• [Exercise directions]: Without carrying over a single picture, write out the records below exactly.

• [Dataset records]:
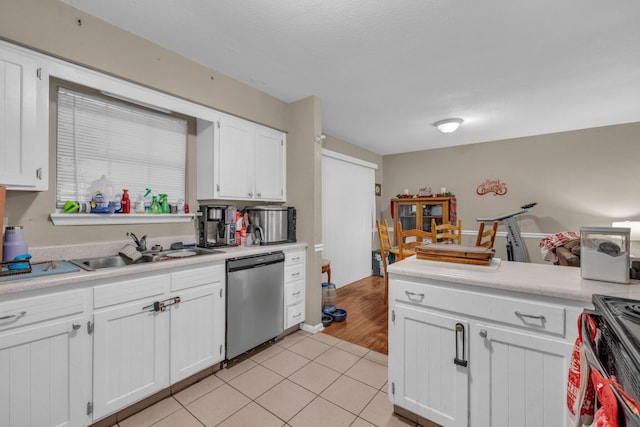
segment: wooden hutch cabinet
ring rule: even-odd
[[[417,228],[431,231],[431,220],[436,224],[444,224],[456,220],[456,198],[447,197],[418,197],[392,199],[393,228],[397,229],[398,221],[403,230]],[[397,235],[396,235],[397,243]]]

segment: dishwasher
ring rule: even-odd
[[[284,331],[284,253],[227,260],[227,359]]]

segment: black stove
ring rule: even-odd
[[[608,376],[615,376],[622,389],[640,402],[640,301],[593,295],[592,318],[599,331],[596,351]],[[640,426],[640,418],[627,414],[628,426]]]

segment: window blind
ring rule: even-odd
[[[185,196],[187,121],[58,88],[57,206],[89,201],[102,175],[132,203],[150,188],[170,203]]]

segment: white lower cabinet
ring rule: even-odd
[[[169,313],[154,310],[168,287],[162,275],[95,288],[95,420],[169,386]]]
[[[224,263],[94,288],[93,419],[224,359]]]
[[[171,275],[171,384],[224,359],[224,264]]]
[[[0,303],[0,425],[91,423],[84,291]]]
[[[579,303],[390,279],[392,403],[444,427],[570,425],[566,380]]]
[[[469,324],[423,308],[396,304],[389,334],[389,371],[394,403],[443,426],[466,426],[469,413],[467,339]]]
[[[486,392],[476,396],[471,425],[569,425],[565,385],[572,343],[485,323],[475,325],[474,339],[474,361],[483,368],[475,373],[475,388]]]
[[[284,329],[288,329],[305,320],[306,254],[300,250],[284,255]]]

• [Result]:
segment: wooden hutch cabinet
ring rule: even-odd
[[[417,228],[431,231],[431,220],[436,224],[444,224],[456,220],[456,198],[447,197],[418,197],[392,199],[393,228],[397,229],[398,221],[403,230]],[[397,235],[396,235],[397,243]]]

segment: dishwasher
ring rule: even-odd
[[[284,331],[284,253],[227,260],[227,359]]]

segment: black stove
ring rule: even-odd
[[[608,376],[615,376],[622,389],[640,402],[640,301],[593,295],[592,318],[599,331],[596,351]],[[640,426],[640,418],[627,414],[628,426]]]

segment: window blind
ring rule: even-odd
[[[185,196],[187,121],[58,88],[57,206],[89,201],[102,175],[132,203],[150,188],[170,203]]]

segment: white lower cabinet
ring rule: even-odd
[[[169,313],[154,310],[168,287],[162,275],[95,288],[95,420],[169,386]]]
[[[224,263],[94,288],[93,419],[224,359]]]
[[[171,275],[171,384],[224,359],[224,264]]]
[[[0,303],[0,425],[91,423],[84,291]]]
[[[579,303],[390,279],[392,403],[444,427],[570,425],[566,380]]]
[[[469,324],[423,308],[396,304],[389,334],[389,371],[394,403],[443,426],[466,426],[469,413],[467,339]]]
[[[486,392],[476,396],[471,425],[569,425],[565,385],[572,343],[485,323],[475,325],[474,339],[474,361],[483,368],[475,373],[475,388]]]
[[[284,329],[288,329],[305,320],[306,254],[300,250],[284,255]]]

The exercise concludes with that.